# SOURCE DOCUMENT
========================

Profile: On the road with SNU’s Jake Peterson


Courtesy of Jake Peterson

Jake Peterson poses wiht a friend during a van adventure. Peterson decided to make the most of the quarantine by hitting the road.

Brayden Stephenson, Editor

Amidst the Coivd-19 pandemic many students are wondering if going back to school, only to sit on a computer all day, is really worth it? For Jake Peterson, Sierra Nevada University sophomore and his friends, the answer seemed clear, so they hit the road. No schedule or maps, just a van littered with everything needed for a great adventure. Surf here, then climb over there. As they make way towards the interstate, only one question is on Petersons mind, “Where will we go next?”

“It was pretty crazy how it all happened, two of my friends had decided to take a gap year and they invited me to come along,” Peterson said. “The online courses in the spring were miserable for me and I just couldn’t go through that again.”

A brutal fight with coronavirus kicked off the summer for Peterson and his family, ultimately influencing his decision to go back to school. The obligations of college can feel suffocating, especially with the pressure of all online classes. Peterson found this year to be the perfect opportunity for an adventure of a lifetime: To start in New Hampshire then traversing the United States until they found themselves captured by the beauty of the West Coast, where they are currently exploring.

“I just wasn’t happy at home anymore so my parents were really supportive when I asked to go on this trip instead of going to school this year,” Peterson said. “My dad also took a gap year when he was this age and I’m thankful that I’m doing the same. It’s helped me to reassess what I want to do with my education and what I want my next few years to look like. I think going on this road trip has been one of the best decisions I’ve ever made.”

========================

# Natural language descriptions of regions
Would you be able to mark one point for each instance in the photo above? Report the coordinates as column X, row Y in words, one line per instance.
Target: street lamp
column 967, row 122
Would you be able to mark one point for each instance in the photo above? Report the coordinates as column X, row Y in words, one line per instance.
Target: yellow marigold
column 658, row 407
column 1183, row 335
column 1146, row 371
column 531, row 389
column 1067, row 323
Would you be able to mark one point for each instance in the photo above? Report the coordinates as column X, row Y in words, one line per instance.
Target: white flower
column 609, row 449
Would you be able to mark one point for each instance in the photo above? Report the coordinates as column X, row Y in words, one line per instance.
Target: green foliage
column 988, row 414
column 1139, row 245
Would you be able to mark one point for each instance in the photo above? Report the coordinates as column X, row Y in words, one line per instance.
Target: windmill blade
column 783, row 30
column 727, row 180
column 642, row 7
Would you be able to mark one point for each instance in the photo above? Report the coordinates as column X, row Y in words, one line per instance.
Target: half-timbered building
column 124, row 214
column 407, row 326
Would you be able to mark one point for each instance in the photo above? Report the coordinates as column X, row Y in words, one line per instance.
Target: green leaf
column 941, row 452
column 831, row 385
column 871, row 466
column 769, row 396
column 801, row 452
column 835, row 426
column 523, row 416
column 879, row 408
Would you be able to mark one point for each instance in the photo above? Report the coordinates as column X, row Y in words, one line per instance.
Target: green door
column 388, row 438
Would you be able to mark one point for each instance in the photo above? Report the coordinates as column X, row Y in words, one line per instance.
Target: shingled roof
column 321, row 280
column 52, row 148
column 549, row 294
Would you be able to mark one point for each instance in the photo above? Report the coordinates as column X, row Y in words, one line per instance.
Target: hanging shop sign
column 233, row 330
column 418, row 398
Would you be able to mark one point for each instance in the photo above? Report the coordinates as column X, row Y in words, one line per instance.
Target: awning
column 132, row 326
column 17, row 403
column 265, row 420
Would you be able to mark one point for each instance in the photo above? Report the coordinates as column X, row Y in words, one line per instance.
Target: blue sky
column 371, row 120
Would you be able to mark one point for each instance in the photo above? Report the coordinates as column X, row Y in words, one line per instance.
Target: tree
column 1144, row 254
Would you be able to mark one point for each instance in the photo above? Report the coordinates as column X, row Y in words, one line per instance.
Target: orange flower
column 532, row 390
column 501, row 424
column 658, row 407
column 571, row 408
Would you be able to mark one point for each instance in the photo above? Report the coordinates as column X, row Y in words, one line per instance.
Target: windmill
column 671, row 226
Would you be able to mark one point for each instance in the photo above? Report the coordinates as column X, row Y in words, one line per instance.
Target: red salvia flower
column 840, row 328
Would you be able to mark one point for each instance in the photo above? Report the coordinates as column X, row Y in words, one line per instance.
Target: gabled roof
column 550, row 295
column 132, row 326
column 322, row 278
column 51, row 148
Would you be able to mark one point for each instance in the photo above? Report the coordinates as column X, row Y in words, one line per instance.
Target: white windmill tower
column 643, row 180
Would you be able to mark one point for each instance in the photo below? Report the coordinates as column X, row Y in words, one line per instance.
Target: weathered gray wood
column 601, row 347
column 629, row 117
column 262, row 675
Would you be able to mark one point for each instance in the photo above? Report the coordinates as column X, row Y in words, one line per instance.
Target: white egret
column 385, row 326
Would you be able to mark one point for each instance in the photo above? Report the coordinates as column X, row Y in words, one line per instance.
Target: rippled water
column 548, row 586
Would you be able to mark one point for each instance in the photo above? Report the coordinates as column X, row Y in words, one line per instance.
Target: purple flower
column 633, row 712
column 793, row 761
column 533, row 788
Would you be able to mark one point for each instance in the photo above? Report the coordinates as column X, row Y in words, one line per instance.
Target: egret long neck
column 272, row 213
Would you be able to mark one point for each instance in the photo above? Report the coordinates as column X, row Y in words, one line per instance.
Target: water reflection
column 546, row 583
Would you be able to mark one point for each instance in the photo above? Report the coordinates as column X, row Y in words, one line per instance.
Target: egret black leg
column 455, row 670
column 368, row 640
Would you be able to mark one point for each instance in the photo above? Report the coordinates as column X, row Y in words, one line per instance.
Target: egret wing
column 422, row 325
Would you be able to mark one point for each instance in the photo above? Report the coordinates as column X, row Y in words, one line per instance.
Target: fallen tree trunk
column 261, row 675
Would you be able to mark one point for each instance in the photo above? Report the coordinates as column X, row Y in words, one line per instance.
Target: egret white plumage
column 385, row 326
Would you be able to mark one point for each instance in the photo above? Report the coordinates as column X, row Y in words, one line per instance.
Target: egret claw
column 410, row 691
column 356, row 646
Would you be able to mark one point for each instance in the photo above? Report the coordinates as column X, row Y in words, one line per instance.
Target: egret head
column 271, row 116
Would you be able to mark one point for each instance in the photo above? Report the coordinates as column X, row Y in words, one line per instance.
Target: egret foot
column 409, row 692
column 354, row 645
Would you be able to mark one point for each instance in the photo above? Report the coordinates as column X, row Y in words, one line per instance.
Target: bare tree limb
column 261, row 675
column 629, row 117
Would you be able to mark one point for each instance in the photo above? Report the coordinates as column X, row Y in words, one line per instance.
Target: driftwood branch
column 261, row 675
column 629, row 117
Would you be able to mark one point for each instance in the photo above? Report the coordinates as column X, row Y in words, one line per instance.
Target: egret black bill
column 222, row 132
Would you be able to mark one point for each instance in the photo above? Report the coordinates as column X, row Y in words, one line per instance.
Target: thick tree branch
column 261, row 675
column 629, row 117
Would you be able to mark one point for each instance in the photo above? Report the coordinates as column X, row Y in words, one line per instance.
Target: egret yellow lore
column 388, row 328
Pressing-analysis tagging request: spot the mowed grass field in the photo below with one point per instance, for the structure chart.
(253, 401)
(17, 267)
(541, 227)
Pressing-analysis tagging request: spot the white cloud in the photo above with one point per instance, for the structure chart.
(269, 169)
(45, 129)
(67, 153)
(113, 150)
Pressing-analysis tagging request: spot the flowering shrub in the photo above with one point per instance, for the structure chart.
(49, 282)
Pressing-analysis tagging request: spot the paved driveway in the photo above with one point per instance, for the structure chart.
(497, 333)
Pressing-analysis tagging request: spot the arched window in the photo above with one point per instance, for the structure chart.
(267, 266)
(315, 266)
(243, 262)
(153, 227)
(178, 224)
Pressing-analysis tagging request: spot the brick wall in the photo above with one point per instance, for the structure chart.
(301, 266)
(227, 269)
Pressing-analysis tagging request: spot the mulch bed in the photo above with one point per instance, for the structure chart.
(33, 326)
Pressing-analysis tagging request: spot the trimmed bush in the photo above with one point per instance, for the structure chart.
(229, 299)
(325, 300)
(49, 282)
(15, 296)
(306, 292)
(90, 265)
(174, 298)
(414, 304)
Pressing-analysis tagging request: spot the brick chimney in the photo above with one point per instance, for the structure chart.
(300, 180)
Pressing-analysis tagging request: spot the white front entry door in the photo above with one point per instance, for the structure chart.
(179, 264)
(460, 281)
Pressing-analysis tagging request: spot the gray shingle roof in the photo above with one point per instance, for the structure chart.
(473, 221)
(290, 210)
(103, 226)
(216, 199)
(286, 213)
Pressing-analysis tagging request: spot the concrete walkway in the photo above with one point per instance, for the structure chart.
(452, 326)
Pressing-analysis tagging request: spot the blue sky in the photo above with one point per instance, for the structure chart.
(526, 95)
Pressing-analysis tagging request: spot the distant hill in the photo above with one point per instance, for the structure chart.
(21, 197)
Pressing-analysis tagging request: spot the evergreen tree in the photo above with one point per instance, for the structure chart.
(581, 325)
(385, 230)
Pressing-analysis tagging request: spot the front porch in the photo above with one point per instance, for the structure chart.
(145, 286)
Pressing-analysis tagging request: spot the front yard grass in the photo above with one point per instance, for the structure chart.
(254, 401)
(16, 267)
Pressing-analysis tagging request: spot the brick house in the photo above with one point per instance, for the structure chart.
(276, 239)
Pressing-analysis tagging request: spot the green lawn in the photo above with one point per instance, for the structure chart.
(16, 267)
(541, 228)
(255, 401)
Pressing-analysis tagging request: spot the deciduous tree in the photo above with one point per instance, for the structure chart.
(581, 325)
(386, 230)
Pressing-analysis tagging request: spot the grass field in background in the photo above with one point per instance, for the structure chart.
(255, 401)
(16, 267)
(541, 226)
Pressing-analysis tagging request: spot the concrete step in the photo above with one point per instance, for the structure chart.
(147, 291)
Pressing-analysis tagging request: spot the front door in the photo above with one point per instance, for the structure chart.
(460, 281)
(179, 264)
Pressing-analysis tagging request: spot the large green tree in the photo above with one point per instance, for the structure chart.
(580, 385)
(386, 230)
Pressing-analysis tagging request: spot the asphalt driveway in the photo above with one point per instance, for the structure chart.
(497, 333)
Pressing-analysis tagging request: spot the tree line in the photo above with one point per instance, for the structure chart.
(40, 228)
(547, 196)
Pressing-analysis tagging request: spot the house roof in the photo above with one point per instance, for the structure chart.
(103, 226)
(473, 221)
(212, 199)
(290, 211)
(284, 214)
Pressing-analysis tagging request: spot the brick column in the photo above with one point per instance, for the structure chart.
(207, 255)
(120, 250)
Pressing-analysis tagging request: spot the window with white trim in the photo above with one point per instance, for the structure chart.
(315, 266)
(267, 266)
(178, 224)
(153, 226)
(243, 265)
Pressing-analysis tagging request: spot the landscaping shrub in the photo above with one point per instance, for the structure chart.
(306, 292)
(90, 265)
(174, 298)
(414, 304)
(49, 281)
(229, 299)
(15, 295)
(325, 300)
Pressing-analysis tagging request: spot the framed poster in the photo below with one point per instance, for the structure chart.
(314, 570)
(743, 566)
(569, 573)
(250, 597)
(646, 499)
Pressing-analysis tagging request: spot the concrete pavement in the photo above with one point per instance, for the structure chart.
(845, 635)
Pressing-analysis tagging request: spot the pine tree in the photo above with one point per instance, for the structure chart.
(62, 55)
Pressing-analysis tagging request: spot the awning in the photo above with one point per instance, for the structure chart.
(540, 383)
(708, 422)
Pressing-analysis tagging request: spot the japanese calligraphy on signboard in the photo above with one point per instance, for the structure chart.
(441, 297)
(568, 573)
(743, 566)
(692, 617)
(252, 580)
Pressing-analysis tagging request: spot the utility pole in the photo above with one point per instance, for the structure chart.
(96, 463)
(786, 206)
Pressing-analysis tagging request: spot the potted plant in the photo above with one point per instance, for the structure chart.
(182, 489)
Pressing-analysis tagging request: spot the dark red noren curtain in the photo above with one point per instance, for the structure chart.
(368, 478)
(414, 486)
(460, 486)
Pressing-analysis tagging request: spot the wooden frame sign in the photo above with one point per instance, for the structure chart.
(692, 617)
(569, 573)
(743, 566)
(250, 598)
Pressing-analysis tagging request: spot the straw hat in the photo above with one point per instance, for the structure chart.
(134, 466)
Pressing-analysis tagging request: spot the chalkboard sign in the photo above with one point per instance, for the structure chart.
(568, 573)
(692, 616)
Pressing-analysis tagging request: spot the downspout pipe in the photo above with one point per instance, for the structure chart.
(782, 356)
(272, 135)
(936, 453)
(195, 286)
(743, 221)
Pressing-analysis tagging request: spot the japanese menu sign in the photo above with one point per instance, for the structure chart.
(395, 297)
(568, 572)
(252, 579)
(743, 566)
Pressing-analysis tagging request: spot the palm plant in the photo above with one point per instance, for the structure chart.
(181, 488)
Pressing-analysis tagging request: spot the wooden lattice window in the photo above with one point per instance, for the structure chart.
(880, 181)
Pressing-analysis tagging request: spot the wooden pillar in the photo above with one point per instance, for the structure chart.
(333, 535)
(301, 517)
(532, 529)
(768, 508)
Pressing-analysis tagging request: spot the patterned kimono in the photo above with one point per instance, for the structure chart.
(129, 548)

========================

# INSTRUCTIONS TO FOLLOW
Copy the profile of Jake Peterson above word for word, everything from "Profile: On the" down to "hitting the road.".

# EXERCISE OUTPUT
Profile: On the road with SNU’s Jake Peterson


Courtesy of Jake Peterson

Jake Peterson poses wiht a friend during a van adventure. Peterson decided to make the most of the quarantine by hitting the road.